Verbatim output required. Print the data in full.

####

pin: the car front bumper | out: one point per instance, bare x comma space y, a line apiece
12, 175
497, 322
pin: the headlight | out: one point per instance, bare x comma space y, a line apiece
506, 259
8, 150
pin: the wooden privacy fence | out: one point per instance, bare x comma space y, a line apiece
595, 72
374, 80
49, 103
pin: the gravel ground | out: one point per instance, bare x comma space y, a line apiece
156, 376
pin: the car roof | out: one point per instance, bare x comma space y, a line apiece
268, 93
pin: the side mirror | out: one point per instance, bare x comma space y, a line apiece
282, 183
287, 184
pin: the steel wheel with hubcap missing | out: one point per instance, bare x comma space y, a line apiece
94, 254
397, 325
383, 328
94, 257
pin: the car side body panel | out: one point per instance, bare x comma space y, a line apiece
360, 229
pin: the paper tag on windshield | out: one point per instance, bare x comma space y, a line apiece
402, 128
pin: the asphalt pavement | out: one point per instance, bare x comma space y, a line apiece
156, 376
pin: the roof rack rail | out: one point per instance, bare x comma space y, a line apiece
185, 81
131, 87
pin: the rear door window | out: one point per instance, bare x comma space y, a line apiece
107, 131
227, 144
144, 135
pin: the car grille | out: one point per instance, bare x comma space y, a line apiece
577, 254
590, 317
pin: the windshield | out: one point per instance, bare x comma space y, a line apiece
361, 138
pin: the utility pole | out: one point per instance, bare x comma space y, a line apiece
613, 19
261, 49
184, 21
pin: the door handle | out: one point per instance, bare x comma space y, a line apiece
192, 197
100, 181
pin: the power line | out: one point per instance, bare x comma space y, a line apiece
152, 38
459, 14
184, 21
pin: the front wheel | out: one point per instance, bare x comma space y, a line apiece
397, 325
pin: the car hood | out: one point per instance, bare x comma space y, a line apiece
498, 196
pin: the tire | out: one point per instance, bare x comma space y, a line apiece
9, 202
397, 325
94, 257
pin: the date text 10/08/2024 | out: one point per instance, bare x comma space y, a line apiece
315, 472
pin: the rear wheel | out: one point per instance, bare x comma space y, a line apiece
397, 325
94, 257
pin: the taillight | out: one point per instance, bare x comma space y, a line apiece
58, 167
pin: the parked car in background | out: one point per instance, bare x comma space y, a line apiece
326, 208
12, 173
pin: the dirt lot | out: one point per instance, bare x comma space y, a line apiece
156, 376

####

RESULT OF THE EXERCISE -
pin: the car front bumper | out: one point per instance, bare x comma space y, a line apiece
12, 175
497, 322
pin: the headlight | out: one point per instance, bare x comma space y, a line apiece
506, 259
8, 150
pin: the wooden privacy fence | out: one point per instance, bare x comma space y, a line apiece
595, 72
374, 80
49, 103
pin: the gravel ground | out: one point per instance, bare x comma space y, a line apiece
156, 376
pin: the car roof | out: one point per instance, bare x comma space y, a line apiece
268, 93
pin: the side mirror | out: one point per instance, bare x comma space y, a line apiece
282, 183
287, 184
pin: the steel wheel with hubcap missing | out: one point per instance, bare x comma space y, a line apiece
94, 254
397, 325
383, 328
94, 257
pin: the car side body panel | out: one point per instance, bare x comma space y, a line apiece
360, 229
pin: the paper tag on windshield | out: one point per instance, bare x comma space y, a line apiece
402, 128
pin: the asphalt pavement | out: one point per instance, bare x comma space y, a line apiece
156, 376
pin: the roof rack rail | out: one point per instance, bare x comma space y, a line apiece
185, 81
131, 87
pin: the rear door window | out: one point per instance, bare x comma space y, a line apiece
107, 131
227, 144
144, 135
pin: the car grille | out: one point per instance, bare x comma space y, a line apiece
577, 254
590, 317
pin: the windshield | out: one point per instance, bare x comma space y, a line apiece
361, 138
pin: the utility pole | out: one point per instance, bare x comma space y, a line apiece
613, 19
261, 49
184, 21
pin: the door handle | out: one point per instance, bare x comma space y, a line apiece
192, 197
100, 181
pin: the power line | out: one point per instance, bare x comma space y, a line apiece
152, 38
459, 14
184, 21
pin: the front wheel | out: one point per instance, bare x comma space y, a line apiece
397, 325
pin: the car hood | out: one point per instance, bare x comma space y, a line apiece
498, 196
pin: the tire | out: one point per instance, bare x comma space y, a line apiece
9, 202
397, 325
94, 257
pin: the date text 10/08/2024 | out: one point per instance, bare x comma space y, a line apiece
315, 472
pin: the rear wheel | out: one point per instance, bare x comma space y, a line apiece
397, 325
94, 257
pin: the taillight | out: one point per instance, bare x comma space y, a line apiece
58, 167
pin: the parked car in background | out: one point per instance, bare x comma space y, a line apiece
326, 208
12, 173
pin: the dirt lot | out: one point per instance, bare x comma space y, a line apiece
156, 376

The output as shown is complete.